(Lines of data)

◆ ◆ ◆ ◆ ◆

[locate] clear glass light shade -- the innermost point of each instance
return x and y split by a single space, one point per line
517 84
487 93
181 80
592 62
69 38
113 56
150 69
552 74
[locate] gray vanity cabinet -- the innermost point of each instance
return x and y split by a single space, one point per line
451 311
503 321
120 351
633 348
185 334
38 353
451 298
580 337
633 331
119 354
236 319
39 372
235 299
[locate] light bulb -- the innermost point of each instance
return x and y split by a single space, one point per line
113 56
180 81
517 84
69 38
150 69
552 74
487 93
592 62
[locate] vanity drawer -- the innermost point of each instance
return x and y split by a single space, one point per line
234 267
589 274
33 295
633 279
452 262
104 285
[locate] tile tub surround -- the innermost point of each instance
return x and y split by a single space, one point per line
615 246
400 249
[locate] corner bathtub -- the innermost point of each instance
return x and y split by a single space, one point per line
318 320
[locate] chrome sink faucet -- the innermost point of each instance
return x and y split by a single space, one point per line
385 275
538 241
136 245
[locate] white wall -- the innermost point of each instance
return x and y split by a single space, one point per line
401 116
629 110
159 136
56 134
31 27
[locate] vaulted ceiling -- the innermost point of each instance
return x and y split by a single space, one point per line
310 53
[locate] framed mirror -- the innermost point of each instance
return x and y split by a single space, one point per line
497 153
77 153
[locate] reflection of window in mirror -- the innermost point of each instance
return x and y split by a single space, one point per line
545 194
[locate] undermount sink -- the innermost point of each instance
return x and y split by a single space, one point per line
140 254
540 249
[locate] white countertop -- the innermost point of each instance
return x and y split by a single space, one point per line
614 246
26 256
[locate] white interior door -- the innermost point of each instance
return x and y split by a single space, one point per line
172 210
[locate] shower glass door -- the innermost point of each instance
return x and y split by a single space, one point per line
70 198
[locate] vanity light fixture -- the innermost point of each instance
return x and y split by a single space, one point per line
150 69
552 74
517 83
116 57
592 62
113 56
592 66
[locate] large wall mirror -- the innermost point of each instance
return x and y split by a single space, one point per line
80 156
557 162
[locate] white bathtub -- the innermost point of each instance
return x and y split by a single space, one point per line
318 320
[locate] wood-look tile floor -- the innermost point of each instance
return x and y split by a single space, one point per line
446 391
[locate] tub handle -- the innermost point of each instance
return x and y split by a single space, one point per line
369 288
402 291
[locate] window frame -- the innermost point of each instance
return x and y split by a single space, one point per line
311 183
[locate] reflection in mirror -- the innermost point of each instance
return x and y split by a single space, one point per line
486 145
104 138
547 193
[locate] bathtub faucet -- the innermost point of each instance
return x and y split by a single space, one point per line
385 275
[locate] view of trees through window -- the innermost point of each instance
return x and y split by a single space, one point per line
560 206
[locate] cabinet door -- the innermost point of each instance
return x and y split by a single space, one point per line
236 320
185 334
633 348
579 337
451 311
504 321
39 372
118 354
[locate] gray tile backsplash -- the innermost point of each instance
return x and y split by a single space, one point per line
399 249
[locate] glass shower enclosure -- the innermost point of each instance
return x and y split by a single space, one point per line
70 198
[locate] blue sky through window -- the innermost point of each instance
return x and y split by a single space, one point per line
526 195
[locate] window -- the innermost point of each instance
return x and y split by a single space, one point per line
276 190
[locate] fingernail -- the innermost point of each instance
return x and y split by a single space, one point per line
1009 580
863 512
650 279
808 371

◆ ◆ ◆ ◆ ◆

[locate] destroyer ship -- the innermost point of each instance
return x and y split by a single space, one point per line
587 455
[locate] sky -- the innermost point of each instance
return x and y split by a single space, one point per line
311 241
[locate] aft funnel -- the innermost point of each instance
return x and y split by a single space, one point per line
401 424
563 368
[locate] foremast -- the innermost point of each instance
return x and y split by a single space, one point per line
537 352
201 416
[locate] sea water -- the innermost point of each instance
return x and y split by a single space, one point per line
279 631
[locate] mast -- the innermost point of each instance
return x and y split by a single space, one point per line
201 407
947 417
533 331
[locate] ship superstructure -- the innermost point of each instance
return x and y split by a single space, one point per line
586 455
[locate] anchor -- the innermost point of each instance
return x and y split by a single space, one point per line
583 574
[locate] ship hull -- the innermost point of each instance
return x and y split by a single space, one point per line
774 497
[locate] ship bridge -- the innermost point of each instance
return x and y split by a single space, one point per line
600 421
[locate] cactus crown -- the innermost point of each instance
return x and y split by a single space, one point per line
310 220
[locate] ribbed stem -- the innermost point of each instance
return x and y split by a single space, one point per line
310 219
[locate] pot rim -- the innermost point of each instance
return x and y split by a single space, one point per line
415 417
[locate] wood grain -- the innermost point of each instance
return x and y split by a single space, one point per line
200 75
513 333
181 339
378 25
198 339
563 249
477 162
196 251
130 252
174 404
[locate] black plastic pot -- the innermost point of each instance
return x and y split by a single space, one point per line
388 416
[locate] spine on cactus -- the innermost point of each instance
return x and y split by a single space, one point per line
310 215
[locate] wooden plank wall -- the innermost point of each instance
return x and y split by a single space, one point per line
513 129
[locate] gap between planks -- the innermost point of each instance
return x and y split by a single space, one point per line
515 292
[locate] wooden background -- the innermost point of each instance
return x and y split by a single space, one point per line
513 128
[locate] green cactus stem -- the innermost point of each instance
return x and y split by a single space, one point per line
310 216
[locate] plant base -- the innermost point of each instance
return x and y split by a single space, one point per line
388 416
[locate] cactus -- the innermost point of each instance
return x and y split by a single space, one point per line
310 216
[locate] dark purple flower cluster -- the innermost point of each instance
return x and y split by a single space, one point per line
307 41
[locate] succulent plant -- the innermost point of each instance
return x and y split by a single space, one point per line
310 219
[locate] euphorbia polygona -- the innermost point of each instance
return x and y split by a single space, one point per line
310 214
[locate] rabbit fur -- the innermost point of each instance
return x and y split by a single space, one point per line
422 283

◆ ◆ ◆ ◆ ◆

Gather every line of the entries above that contains the word "ship".

[locate] destroyer ship -- the innermost point of each instance
[locate] ship superstructure -- the innermost point of each instance
[locate] ship hull -- the innermost point of each instance
[locate] ship bridge -- the innermost point of each instance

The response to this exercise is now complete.